### REQUIRED WORK
Copy the entries from the line containing "I'm trying to find the white painted" through the end of the entries, switching "painted" to "marked" and keeping everything else the same.

### SUPPLIED MATERIAL

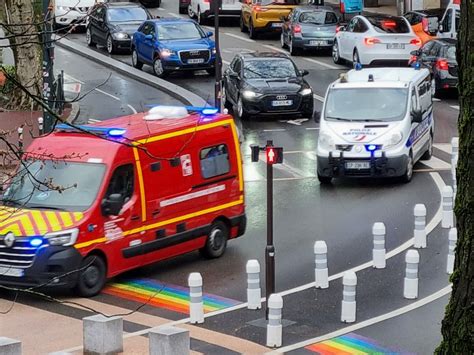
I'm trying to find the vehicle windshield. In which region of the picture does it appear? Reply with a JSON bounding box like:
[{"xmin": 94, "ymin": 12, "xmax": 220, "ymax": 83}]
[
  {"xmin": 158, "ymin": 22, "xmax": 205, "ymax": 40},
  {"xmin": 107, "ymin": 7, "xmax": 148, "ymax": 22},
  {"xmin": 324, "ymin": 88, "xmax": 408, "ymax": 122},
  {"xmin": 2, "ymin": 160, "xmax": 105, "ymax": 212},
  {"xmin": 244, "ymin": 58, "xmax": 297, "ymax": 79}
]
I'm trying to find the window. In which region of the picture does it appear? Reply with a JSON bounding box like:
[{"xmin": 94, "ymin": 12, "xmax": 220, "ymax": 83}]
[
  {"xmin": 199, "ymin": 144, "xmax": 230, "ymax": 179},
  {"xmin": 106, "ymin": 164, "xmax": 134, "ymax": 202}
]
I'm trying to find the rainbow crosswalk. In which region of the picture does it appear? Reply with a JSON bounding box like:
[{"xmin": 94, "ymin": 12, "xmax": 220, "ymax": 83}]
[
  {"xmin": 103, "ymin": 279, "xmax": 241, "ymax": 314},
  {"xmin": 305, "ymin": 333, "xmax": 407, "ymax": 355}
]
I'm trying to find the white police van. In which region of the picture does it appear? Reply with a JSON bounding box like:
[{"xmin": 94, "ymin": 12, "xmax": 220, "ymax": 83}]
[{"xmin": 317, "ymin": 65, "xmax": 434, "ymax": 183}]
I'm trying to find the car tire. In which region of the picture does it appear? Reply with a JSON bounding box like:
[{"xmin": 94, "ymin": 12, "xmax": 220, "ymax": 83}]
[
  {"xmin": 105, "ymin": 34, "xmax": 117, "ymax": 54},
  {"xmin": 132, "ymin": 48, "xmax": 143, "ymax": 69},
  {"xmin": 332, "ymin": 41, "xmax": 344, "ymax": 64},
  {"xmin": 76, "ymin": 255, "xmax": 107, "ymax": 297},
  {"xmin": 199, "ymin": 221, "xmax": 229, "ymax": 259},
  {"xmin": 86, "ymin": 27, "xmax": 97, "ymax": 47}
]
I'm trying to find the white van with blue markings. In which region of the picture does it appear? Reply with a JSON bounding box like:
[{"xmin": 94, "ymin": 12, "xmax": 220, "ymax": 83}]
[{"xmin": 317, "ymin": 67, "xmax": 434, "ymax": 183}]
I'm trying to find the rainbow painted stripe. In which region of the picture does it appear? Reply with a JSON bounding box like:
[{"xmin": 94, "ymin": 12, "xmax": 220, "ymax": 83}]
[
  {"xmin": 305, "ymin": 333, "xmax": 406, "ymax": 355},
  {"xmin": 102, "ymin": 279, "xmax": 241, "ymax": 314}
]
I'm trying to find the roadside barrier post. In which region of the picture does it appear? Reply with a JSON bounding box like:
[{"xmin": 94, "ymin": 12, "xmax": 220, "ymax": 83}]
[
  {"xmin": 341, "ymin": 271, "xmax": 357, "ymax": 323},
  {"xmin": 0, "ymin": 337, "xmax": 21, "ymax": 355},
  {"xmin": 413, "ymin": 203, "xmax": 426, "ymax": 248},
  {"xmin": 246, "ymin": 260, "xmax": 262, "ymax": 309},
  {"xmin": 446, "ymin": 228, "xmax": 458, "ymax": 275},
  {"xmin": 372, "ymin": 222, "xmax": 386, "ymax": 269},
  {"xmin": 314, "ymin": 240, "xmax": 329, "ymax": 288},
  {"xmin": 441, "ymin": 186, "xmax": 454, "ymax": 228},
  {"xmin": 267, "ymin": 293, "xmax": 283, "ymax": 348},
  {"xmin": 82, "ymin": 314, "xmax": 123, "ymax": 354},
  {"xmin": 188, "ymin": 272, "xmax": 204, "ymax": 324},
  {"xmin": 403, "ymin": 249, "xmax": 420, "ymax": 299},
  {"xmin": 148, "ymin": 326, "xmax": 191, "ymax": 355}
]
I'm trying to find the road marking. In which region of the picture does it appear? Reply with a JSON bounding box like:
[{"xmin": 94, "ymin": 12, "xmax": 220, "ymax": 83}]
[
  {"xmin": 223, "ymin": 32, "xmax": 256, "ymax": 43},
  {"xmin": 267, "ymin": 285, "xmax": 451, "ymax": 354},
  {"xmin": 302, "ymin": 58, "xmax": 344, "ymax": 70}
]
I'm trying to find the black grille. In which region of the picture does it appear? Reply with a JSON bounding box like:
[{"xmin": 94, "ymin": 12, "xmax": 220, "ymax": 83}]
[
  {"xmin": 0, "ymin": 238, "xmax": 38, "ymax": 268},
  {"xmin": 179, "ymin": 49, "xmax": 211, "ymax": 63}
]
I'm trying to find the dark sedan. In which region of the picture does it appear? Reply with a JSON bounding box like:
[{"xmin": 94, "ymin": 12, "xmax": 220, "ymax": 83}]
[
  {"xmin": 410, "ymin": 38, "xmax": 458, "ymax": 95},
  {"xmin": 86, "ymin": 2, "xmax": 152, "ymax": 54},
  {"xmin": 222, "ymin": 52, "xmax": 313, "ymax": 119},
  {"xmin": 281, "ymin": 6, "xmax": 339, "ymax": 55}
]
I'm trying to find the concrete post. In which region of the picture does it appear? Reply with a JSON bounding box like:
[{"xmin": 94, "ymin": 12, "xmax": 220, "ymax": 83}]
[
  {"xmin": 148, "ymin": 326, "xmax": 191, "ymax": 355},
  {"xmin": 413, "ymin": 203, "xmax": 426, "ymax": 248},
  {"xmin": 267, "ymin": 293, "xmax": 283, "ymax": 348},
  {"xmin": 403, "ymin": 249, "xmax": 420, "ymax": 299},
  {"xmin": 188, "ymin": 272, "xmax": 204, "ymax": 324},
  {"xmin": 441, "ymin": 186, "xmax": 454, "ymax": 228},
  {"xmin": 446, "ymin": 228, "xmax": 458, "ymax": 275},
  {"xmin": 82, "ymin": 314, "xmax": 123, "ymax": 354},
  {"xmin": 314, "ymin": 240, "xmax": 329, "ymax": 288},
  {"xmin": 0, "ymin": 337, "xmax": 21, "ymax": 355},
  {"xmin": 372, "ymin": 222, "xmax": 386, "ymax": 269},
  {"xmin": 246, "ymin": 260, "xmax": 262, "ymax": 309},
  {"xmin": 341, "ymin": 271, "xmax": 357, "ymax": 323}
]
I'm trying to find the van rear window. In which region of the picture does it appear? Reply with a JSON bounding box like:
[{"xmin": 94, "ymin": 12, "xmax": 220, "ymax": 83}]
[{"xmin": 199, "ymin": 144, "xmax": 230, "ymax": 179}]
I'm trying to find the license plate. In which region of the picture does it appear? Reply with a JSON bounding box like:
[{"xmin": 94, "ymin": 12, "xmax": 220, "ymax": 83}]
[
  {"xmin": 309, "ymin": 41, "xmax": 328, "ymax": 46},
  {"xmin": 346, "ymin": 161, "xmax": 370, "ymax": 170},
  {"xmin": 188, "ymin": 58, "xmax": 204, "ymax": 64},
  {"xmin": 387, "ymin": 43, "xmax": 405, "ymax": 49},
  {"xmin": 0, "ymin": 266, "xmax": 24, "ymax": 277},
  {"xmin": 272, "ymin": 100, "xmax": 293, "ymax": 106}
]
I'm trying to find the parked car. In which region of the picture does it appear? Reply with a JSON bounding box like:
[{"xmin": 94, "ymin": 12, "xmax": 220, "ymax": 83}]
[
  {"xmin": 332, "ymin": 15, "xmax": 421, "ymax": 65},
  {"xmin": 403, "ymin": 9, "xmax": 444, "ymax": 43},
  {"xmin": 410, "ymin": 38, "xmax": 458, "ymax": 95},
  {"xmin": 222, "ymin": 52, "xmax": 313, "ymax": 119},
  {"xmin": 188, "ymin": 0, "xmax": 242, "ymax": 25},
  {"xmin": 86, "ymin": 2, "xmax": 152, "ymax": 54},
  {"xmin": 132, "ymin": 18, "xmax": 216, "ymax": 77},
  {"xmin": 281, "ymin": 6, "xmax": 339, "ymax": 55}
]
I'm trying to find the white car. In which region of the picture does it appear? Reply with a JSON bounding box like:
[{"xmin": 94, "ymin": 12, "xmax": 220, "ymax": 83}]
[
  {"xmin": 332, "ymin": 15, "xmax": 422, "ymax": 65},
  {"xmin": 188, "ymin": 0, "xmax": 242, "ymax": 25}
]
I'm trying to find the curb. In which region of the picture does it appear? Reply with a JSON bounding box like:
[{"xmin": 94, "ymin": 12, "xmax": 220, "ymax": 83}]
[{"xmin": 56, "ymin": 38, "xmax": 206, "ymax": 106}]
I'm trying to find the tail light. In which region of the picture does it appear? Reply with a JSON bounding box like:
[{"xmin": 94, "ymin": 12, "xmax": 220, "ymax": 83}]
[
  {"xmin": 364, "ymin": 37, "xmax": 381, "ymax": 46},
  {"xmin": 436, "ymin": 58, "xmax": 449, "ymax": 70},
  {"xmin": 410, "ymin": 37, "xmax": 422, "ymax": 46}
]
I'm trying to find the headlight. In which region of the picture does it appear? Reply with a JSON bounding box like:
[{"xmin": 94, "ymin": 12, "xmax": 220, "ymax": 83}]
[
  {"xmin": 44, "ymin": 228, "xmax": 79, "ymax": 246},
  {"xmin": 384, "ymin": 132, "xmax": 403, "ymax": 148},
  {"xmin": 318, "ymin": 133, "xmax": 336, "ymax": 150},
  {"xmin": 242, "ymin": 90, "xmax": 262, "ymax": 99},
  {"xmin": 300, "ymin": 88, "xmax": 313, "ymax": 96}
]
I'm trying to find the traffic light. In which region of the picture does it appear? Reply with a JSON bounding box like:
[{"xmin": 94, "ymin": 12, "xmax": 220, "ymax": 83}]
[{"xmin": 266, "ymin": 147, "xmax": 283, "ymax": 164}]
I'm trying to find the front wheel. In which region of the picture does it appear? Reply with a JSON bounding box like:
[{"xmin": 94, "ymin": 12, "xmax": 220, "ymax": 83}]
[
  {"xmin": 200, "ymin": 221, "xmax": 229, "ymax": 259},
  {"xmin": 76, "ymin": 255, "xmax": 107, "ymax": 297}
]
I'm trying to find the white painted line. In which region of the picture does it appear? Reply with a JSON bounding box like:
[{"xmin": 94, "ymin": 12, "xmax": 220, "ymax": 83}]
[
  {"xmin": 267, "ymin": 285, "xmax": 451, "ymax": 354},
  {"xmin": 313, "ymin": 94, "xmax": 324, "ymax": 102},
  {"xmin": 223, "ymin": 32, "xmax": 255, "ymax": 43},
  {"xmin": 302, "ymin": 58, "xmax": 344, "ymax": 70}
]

### RESPONSE
I'm trying to find the white marked line. In which region of the picture does it appear? Reply with a JSON bounding box like:
[{"xmin": 94, "ymin": 12, "xmax": 220, "ymax": 83}]
[
  {"xmin": 267, "ymin": 285, "xmax": 451, "ymax": 354},
  {"xmin": 313, "ymin": 94, "xmax": 324, "ymax": 102},
  {"xmin": 223, "ymin": 32, "xmax": 255, "ymax": 43},
  {"xmin": 302, "ymin": 58, "xmax": 344, "ymax": 70}
]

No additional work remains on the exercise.